→ **DATA FOR THIS EXERCISE**
▽

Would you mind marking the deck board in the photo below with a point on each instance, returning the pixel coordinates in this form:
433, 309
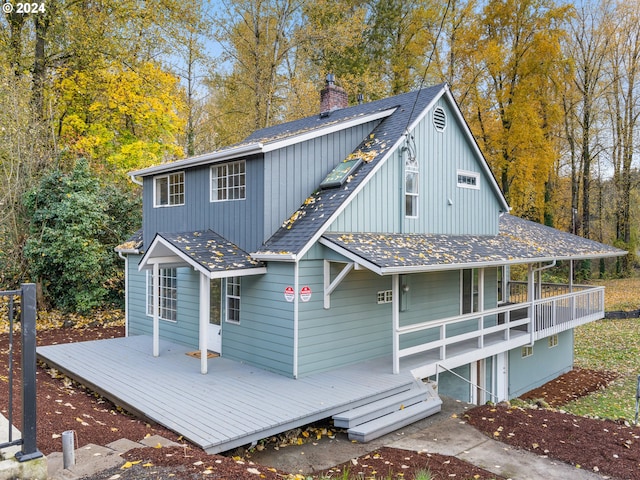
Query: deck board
234, 404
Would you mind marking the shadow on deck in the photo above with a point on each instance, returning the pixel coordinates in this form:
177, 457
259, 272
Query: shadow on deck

△

→ **WHAT TO PRODUCE**
Rewrite the data above as a numbered list, one entry per line, skipping blank lines and leaving out the pictures.

→ **SOLVED EXERCISE**
1. Would you mind marking the deck board in the photo below with a point on each instance, returning the pixel coordinates in this form:
2. 433, 309
3. Query: deck board
4. 234, 404
5. Would you mind marking the shadow on deck in the photo above with a point on each instance, returning the pixel coordinates in this form:
6. 177, 457
7. 259, 272
8. Query: shadow on deck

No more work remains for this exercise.